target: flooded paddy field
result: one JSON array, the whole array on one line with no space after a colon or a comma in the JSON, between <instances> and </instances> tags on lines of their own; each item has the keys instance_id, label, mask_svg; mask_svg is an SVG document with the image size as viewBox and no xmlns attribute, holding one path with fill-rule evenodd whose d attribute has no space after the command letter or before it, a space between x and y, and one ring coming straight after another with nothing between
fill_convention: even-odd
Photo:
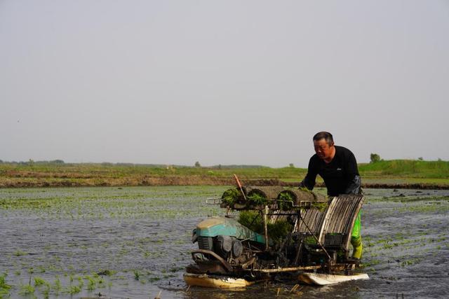
<instances>
[{"instance_id":1,"label":"flooded paddy field","mask_svg":"<svg viewBox=\"0 0 449 299\"><path fill-rule=\"evenodd\" d=\"M0 189L0 298L445 297L449 191L366 189L363 268L332 286L192 287L192 230L224 186ZM321 191L323 191L321 190Z\"/></svg>"}]
</instances>

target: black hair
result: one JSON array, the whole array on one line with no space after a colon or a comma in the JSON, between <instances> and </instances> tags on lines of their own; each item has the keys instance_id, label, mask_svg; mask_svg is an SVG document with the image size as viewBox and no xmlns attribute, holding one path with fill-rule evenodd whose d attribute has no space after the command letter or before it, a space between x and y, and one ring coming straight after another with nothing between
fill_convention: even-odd
<instances>
[{"instance_id":1,"label":"black hair","mask_svg":"<svg viewBox=\"0 0 449 299\"><path fill-rule=\"evenodd\" d=\"M314 141L318 141L321 139L325 139L329 145L334 141L334 138L332 137L332 134L328 132L319 132L315 134L315 136L314 136Z\"/></svg>"}]
</instances>

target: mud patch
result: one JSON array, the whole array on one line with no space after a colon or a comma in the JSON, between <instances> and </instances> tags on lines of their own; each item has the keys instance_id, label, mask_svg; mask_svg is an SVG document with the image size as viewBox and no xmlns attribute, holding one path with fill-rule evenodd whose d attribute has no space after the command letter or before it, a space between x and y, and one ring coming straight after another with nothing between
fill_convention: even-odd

[Exercise aim]: Rewrite the lines running from the one with "target: mud patch" through the end of the records, swapping "even-odd" for "nonzero" and leaving everything else as it is.

[In response]:
target: mud patch
result: one JSON array, the whole array on one line with no space after a colon or a comma in the JSON, between <instances> and </instances> tags on lines of their own; each item has the keys instance_id, label, mask_svg; mask_svg is an SVG document with the image size as viewBox and no xmlns attribute, holding one path with fill-rule evenodd whose d attribute has no space after the command letter or before it, a space between x and y, and one ring coming straight after another with nothing between
fill_convention: nonzero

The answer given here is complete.